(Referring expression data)
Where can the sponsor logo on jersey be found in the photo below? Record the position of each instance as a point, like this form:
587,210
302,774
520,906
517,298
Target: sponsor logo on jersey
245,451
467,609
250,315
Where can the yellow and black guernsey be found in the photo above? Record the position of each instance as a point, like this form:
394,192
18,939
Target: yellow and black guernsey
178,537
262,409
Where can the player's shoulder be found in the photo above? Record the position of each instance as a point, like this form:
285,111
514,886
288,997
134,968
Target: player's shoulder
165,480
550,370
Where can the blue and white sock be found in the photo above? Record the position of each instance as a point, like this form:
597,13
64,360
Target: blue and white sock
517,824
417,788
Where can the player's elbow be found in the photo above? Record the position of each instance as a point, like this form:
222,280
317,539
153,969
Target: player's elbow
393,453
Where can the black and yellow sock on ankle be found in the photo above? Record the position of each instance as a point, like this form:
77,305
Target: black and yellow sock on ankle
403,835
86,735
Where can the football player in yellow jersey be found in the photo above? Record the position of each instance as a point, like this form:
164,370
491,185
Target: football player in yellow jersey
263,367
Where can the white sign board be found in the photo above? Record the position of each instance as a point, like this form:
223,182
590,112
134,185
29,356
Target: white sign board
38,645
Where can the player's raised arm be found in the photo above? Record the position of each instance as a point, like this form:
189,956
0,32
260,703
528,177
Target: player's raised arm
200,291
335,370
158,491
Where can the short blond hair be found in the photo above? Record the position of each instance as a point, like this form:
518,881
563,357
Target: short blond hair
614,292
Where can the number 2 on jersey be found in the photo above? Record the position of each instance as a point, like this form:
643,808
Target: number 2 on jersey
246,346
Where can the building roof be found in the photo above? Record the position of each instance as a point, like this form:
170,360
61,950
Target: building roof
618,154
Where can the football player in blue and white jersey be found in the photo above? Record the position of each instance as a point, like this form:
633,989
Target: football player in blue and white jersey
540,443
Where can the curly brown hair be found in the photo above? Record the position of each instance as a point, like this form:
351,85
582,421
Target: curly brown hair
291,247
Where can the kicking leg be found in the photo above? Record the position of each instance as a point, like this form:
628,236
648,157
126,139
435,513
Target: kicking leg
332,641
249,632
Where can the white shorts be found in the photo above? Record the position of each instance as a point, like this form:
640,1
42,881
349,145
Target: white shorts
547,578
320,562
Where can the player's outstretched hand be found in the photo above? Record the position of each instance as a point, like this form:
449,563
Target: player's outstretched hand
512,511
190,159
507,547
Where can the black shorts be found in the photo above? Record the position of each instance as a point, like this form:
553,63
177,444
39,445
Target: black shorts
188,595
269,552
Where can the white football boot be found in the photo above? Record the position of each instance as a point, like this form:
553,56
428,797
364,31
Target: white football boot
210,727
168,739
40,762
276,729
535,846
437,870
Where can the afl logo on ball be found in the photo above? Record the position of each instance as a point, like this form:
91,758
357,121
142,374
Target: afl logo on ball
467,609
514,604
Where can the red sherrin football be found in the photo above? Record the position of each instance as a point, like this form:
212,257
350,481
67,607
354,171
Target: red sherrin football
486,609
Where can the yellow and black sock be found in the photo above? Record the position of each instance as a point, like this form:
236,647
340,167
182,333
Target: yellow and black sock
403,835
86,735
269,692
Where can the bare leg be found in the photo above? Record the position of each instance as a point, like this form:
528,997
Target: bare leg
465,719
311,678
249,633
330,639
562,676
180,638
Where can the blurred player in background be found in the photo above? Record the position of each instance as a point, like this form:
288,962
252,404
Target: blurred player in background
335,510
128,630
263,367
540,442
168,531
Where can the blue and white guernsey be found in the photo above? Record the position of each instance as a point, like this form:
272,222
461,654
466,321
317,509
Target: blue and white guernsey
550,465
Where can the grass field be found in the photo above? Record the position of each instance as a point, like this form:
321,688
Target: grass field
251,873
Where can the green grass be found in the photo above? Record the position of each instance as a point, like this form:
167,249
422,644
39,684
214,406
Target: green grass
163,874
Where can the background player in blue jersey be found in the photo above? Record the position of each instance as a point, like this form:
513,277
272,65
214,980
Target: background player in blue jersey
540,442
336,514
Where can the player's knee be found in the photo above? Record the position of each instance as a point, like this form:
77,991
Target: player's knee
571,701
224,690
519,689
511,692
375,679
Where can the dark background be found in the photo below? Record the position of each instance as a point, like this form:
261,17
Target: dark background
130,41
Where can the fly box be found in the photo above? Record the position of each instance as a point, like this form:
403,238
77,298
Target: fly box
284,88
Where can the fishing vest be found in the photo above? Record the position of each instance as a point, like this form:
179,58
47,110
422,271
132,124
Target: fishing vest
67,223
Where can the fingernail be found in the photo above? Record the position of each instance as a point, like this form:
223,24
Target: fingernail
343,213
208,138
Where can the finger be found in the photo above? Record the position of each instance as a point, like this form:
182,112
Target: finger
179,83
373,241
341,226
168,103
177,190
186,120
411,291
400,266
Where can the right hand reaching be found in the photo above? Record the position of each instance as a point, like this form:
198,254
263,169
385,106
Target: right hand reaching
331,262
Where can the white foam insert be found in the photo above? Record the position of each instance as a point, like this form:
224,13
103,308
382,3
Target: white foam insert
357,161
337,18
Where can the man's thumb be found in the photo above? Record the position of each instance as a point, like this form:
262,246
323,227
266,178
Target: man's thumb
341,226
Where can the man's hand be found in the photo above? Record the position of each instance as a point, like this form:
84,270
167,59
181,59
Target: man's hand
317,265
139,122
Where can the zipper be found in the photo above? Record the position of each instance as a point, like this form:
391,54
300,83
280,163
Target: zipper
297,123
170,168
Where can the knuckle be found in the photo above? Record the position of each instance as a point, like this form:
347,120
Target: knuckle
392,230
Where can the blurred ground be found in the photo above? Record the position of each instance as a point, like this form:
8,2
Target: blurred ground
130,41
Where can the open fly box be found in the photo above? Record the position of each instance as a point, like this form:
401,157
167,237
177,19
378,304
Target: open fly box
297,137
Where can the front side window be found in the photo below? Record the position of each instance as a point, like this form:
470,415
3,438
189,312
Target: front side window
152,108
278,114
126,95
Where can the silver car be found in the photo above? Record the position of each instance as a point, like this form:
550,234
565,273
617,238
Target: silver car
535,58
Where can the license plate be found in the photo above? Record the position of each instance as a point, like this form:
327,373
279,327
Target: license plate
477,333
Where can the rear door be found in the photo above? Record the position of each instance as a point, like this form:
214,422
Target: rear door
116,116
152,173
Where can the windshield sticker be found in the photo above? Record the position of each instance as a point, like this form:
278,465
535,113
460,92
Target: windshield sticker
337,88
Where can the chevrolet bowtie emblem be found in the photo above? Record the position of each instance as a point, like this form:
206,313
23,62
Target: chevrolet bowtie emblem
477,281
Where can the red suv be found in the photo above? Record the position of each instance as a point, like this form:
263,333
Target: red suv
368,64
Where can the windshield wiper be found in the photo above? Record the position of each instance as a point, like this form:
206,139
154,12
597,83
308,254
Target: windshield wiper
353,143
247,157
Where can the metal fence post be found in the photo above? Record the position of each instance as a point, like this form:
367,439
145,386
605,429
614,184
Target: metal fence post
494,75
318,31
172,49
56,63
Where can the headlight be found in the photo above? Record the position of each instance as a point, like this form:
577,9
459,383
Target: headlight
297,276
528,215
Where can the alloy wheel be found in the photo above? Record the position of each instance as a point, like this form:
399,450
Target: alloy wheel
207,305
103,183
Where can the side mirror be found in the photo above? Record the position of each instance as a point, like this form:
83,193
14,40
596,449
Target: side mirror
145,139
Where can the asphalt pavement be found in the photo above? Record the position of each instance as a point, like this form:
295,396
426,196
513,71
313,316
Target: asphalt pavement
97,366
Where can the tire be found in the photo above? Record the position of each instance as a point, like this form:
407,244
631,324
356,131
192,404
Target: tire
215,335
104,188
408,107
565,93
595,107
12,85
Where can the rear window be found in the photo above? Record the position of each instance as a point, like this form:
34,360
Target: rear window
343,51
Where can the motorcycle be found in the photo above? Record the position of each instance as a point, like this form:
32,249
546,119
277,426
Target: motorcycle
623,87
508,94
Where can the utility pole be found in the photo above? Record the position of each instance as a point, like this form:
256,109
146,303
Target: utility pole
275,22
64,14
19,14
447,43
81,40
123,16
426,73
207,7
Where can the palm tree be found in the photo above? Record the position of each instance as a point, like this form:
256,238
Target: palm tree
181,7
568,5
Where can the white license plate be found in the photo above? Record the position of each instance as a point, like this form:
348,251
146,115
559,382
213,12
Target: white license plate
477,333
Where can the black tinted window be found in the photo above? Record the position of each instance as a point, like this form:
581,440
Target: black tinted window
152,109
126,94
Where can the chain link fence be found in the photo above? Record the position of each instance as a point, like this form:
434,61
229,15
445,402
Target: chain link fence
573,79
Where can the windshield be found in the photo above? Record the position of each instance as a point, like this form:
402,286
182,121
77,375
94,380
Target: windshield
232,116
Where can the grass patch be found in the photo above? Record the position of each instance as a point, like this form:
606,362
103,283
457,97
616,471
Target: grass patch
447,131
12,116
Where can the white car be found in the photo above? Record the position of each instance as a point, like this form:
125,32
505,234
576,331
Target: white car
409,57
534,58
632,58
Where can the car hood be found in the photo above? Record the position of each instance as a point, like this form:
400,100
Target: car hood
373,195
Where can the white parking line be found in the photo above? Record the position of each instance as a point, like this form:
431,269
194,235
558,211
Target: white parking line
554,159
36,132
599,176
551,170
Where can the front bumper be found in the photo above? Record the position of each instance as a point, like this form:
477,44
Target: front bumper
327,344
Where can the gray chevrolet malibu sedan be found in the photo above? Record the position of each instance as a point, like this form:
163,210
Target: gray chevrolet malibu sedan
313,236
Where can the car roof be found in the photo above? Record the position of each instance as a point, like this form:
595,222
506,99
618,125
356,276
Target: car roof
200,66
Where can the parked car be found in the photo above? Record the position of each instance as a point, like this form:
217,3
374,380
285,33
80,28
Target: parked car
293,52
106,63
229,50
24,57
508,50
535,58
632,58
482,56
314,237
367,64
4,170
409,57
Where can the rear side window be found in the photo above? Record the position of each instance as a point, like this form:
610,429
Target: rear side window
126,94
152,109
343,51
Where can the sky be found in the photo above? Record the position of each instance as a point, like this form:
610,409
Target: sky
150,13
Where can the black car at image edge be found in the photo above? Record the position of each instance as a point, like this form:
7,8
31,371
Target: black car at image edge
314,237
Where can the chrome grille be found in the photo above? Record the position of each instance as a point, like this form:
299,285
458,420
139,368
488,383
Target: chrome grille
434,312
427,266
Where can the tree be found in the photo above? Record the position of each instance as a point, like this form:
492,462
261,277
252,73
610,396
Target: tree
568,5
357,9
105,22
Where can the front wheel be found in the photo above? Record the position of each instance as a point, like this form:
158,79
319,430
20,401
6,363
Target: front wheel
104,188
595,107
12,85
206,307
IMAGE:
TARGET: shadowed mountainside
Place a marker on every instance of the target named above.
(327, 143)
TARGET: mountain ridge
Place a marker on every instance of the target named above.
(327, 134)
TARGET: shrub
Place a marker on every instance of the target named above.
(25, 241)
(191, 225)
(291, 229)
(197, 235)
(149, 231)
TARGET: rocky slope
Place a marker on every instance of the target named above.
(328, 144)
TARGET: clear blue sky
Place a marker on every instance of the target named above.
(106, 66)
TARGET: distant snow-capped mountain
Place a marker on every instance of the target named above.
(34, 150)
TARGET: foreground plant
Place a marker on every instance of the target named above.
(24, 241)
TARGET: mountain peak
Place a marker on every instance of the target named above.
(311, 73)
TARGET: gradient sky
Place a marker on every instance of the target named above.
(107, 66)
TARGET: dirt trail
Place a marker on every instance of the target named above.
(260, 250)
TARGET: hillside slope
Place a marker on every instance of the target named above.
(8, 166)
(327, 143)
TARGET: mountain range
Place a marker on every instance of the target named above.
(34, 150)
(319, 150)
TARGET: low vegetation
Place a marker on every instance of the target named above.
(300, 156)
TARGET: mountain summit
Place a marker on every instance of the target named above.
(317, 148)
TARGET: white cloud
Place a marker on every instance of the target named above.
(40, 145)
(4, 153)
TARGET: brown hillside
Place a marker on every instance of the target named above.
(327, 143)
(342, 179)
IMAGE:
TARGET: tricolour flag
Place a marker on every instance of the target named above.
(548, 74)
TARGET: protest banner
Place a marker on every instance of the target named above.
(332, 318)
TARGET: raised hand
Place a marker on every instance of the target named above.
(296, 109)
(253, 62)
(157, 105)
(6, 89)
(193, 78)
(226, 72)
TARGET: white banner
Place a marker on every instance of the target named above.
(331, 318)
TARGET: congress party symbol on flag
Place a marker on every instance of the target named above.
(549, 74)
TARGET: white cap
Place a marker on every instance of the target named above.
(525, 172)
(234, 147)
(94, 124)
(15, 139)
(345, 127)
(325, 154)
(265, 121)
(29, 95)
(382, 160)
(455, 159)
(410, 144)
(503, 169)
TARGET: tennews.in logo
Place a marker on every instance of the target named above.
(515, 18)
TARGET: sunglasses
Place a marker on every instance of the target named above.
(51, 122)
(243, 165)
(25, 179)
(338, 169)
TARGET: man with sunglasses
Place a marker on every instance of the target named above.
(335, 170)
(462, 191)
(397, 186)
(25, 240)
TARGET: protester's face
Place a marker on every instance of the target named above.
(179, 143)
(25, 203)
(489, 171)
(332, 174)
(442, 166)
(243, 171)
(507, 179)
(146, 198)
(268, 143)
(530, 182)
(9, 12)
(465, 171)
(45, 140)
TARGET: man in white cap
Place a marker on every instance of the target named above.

--- PROBLEM REQUIREMENTS ---
The answer should be a number alone: the count of lines in the records that hold the word "below".

--- TASK RESPONSE ---
3